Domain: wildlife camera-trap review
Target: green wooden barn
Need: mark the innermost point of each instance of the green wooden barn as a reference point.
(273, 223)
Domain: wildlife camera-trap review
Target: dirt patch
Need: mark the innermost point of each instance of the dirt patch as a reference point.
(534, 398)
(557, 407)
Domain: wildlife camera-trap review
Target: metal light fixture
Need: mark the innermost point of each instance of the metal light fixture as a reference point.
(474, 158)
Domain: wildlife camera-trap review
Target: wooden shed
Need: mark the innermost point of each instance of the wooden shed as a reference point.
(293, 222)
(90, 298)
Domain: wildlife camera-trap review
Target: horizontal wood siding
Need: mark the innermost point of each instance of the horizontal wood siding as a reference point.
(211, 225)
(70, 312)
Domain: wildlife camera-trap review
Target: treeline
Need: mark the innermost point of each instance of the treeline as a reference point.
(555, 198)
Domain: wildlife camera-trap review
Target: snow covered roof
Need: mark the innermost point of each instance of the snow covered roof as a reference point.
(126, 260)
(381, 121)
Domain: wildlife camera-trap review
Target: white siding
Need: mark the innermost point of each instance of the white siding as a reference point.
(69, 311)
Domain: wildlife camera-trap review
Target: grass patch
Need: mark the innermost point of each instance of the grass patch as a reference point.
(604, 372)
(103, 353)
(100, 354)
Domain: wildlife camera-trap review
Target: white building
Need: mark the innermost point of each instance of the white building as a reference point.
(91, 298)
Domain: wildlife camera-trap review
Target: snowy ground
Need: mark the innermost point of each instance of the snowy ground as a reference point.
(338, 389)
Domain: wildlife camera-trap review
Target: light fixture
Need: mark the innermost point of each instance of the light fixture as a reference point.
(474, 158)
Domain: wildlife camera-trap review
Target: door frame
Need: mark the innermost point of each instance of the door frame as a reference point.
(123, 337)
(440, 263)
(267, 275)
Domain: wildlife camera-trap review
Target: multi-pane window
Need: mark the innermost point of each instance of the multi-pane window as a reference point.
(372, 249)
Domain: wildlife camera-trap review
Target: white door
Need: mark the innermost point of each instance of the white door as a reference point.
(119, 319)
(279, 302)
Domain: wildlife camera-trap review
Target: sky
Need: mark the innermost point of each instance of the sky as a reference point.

▸ Written exercise:
All of the records must be repeated exactly.

▸ Final result:
Domain: wildlife camera-trap review
Target: green wooden barn
Need: mark the innermost point of each instance of the green wooden barn as a reference point.
(273, 223)
Domain: wildlife camera-trap review
Target: dirt patch
Need: mark the innermost point of each instance of the dirt patch as a reference point.
(534, 398)
(557, 407)
Domain: wildlife camera-trap review
Target: metal light fixture
Need: mark the innermost point of each instance of the metal light fixture as a reference point.
(474, 158)
Domain: wildlife camera-trap review
Target: wooden shed
Need: mark the innermost point of each instance of the wooden shed as a reference point.
(293, 222)
(90, 298)
Domain: wildlife camera-trap review
Target: horizontal wood siding
Need: mark the innermost point of each instance of the horizontal wood siding as a reference point.
(211, 225)
(70, 312)
Domain: wildlife camera-trap review
Target: treeline
Need: mark the innermost point of each instance of the treeline as a reference point.
(555, 198)
Domain: wildlife camera-trap review
Target: snow covered roof
Need: mark the innermost point of each instance of the snow covered roof as a reference point.
(126, 260)
(381, 121)
Domain: wildlife camera-trap review
Target: white siding
Need: mark the innermost point of each instance of the white siding as a reference point.
(69, 311)
Domain: wildlife camera-trap review
Target: grass patch
Need: mark the innermost point of each instance of the grass patch as a reference point.
(604, 372)
(103, 353)
(100, 354)
Domain: wildlife camera-trap review
Target: white building
Need: mark the innermost point of each instance of the white building as a reference point.
(91, 298)
Domain: wildlife camera-trap review
Target: snowy ground
Need: mark the innermost point of each instance of the snowy ground as a reference point.
(338, 389)
Domain: wildlife camera-trap review
Target: light fixture
Need: mark the innermost point of each instance of the light fixture as a reference point.
(474, 158)
Domain: wildlife camera-trap review
Target: door frame
Need: mark the innermost point of each instance of the door frame as a reference point.
(123, 337)
(440, 263)
(267, 275)
Domain: wildlife camera-trap review
Target: multi-pane window
Need: mark the innermost point of each instance of the multi-pane window as a reference point.
(372, 249)
Domain: wildlife camera-trap review
Target: white door
Need: mark the innermost point of each instance of the white door as a reference point.
(119, 319)
(279, 302)
Domain: wildlife camera-trap review
Target: sky
Need: mark the innermost point of each instance of the sky as a reference point.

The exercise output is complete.